BEGIN

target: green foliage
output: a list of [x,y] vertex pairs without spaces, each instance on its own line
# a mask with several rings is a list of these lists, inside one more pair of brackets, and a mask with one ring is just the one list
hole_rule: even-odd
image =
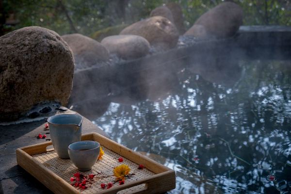
[[[169,2],[181,6],[185,24],[190,28],[203,13],[223,0],[2,0],[6,17],[19,20],[6,26],[12,31],[39,26],[60,34],[78,32],[89,35],[100,30],[130,24],[148,16],[155,8]],[[233,0],[243,9],[244,25],[291,24],[288,0]]]

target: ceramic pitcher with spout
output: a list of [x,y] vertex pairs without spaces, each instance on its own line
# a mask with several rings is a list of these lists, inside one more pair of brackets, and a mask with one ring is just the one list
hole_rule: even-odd
[[52,146],[60,158],[69,158],[68,146],[81,141],[82,120],[76,114],[57,114],[48,119]]

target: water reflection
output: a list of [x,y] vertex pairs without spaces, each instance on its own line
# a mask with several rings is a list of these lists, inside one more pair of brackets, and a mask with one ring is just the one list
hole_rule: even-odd
[[[231,87],[182,71],[178,87],[162,100],[111,103],[95,122],[119,143],[165,158],[177,172],[177,188],[170,193],[288,193],[286,63],[241,61],[244,73]],[[269,175],[276,180],[268,180]]]

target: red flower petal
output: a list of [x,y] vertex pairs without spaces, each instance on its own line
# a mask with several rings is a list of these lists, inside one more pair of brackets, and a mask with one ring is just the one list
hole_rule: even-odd
[[118,159],[118,162],[123,162],[123,158],[122,158],[122,157],[120,157]]
[[276,178],[276,177],[275,177],[275,175],[268,175],[266,178],[267,179],[267,180],[269,180],[269,181],[275,181],[277,179]]
[[111,188],[111,187],[112,187],[113,186],[113,183],[109,182],[108,184],[107,184],[107,189]]
[[105,188],[105,184],[104,183],[101,183],[100,186],[101,186],[101,188],[102,189],[104,189]]
[[82,185],[85,185],[86,184],[86,179],[84,179],[84,180],[83,180],[82,181]]
[[77,178],[80,178],[80,174],[79,173],[75,173],[74,174],[74,177]]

END

● **Given problem**
Swap "vertex pairs" for "corner points" throughout the listing above and write it out again with nothing else changed. Leave the pictures out.

● **Task solution**
target: green foliage
output: a list of [x,y] corner points without spaces, each instance on its own line
# a mask with several rings is a list of these lists, inside one more pair of brackets, and a mask with one ring is just the one list
hole_rule: even-odd
image =
[[[169,2],[181,6],[185,24],[190,28],[203,13],[223,0],[2,0],[6,17],[19,20],[6,26],[12,31],[39,26],[60,34],[78,32],[89,35],[100,30],[130,24],[148,16],[155,8]],[[233,0],[243,9],[244,25],[291,24],[288,0]]]

target: ceramic pitcher with spout
output: a list of [x,y] corner points without spaces, each instance on its own line
# a mask with several rings is a list of these lists, inside one more pair of brackets, and a mask with one ring is just the one list
hole_rule: even-odd
[[52,146],[60,158],[69,158],[68,146],[81,141],[82,120],[76,114],[57,114],[48,119]]

target: water reflection
output: a list of [x,y] corner points without spaces, each instance on its own line
# a mask with several rings is a list of these lists, inside one more pair of brackets, and a mask with one ring is just the one list
hole_rule: even-odd
[[[231,87],[182,71],[178,87],[162,100],[111,103],[95,122],[119,143],[165,158],[177,172],[177,188],[170,193],[288,193],[286,63],[241,61],[244,73]],[[269,175],[276,180],[268,180]]]

target: red flower petal
output: a list of [x,y] corner points without spaces, each instance on its own line
# a mask with several rings is a list of these lists, inside one more pair of brackets, and a mask with one ring is just the one list
hole_rule: even-odd
[[118,159],[118,162],[123,162],[123,158],[122,158],[122,157],[120,157]]
[[276,178],[276,177],[275,177],[275,175],[268,175],[266,178],[267,179],[267,180],[269,180],[269,181],[275,181],[277,179]]
[[111,188],[111,187],[112,187],[113,186],[113,183],[109,182],[108,184],[107,184],[107,189]]
[[105,188],[105,184],[104,183],[101,183],[100,186],[101,186],[101,188],[102,189],[104,189]]
[[82,185],[85,185],[86,184],[86,179],[84,179],[84,180],[83,180],[82,181]]
[[77,178],[80,178],[80,174],[79,173],[75,173],[74,174],[74,177]]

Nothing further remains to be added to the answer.